Reading text —

--------------------------------------------------

Donor Spotlight

Perspective on a Nuclear Near-Miss

Joel Dobson, a former officer who was in the Strategic Air Command in the 1960s, lives in North Carolina where a near-nuclear accident known as the Goldsboro Broken Arrow took place more than 50 years ago. Joel recently wrote a book about the incident and had this to say: “The most dangerous legacies which we can leave our children are the huge number of nuclear weapons and global warming. We created both and we can fix both.” Read more about what happened in Goldsboro, in Joel’s own words.

Some say the most potentially dangerous nuclear accident occurred one year before the Cuban Missile Crisis, in January 1961 in Goldsboro, North Carolina. The danger was more than a possible thermonuclear detonation; it was the possibility of a resulting nuclear war.

We had all the ingredients for the perfect storm of nuclear war. And we came very close to having the spark: a nuclear detonation on US soil. The buildup of weapons was at an all-time high, before sufficient command and control existed for their use. Communications had an unknown weakness called EMP, electromagnetic pulse. The Strategic Air Command (SAC) was the sole carrier of long-range nuclear weapons and had just started the 24-hour airborne alert during which fully loaded B-52s were in the air around the clock. The commander-in-chief of SAC was Air Force General Thomas Power who had received an unusual secret mandate by President Eisenhower’s “Pre-delegated Authority.” General Power could launch his nuclear force if two events occurred: if America were attacked with Soviet nuclear weapons, and if he were unable to reach the President or the Joint Chiefs of Staff.

This authority was especially dangerous, as Power was known by many of his officers to be unstable. Even General Curtis LeMay who himself was thought to be madly hawkish, considered Power to be a “sadist.”

On the night of 23 January 1961, just three days after JFK was inaugurated, a B-52 broke apart in mid-air near Goldsboro. It was carrying two 3.8 megaton thermonuclear bombs, each with more than 250 times the destructive power of the Hiroshima bomb.

--------------------------------------------------

Provided data —
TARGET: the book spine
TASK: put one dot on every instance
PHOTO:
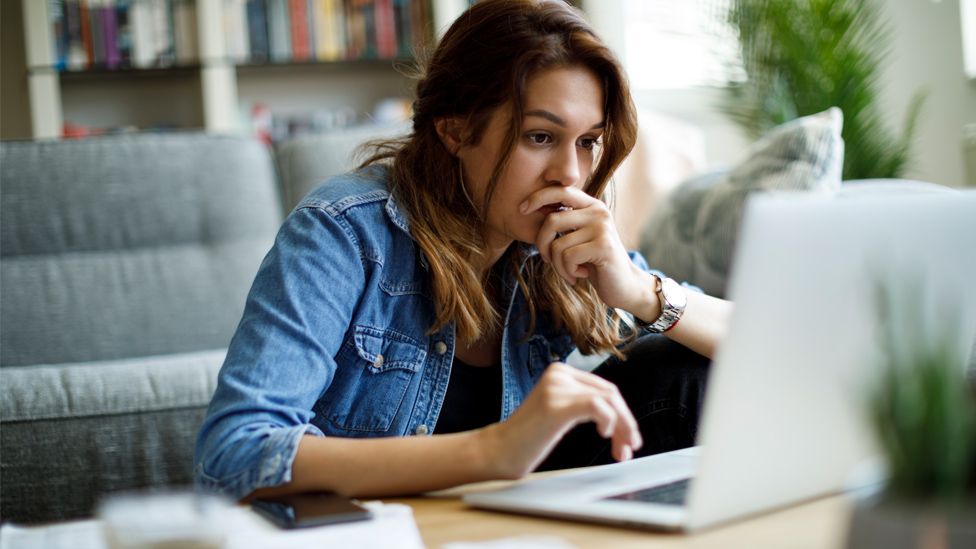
(404, 27)
(57, 14)
(162, 22)
(185, 32)
(279, 32)
(124, 32)
(77, 58)
(299, 30)
(86, 37)
(112, 56)
(386, 36)
(140, 23)
(257, 28)
(355, 30)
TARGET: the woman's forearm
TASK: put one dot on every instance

--------------------------------------------------

Your tasks —
A. Say whether each statement below agrees with the Goldsboro near-miss piece, answering yes or no and quoting the deciding words from the piece. (i) The Goldsboro incident took place one year after the Cuban Missile Crisis. (ii) The bomber that broke apart carried two bombs, each more than 250 times as destructive as the Hiroshima bomb. (iii) General Power could launch his nuclear force once a single event had occurred.
B. Repeat the part of the Goldsboro near-miss piece that begins at the words "This authority was" and stops after the words "the Hiroshima bomb.".

Answers for the exercise —
A.
(i) No: "one year before the Cuban Missile Crisis"
(ii) Yes: "It was carrying two 3.8 megaton thermonuclear bombs, each with more than 250 times the destructive power of the Hiroshima bomb."
(iii) No: "General Power could launch his nuclear force if two events occurred"

B.
This authority was especially dangerous, as Power was known by many of his officers to be unstable. Even General Curtis LeMay who himself was thought to be madly hawkish, considered Power to be a “sadist.”

On the night of 23 January 1961, just three days after JFK was inaugurated, a B-52 broke apart in mid-air near Goldsboro. It was carrying two 3.8 megaton thermonuclear bombs, each with more than 250 times the destructive power of the Hiroshima bomb.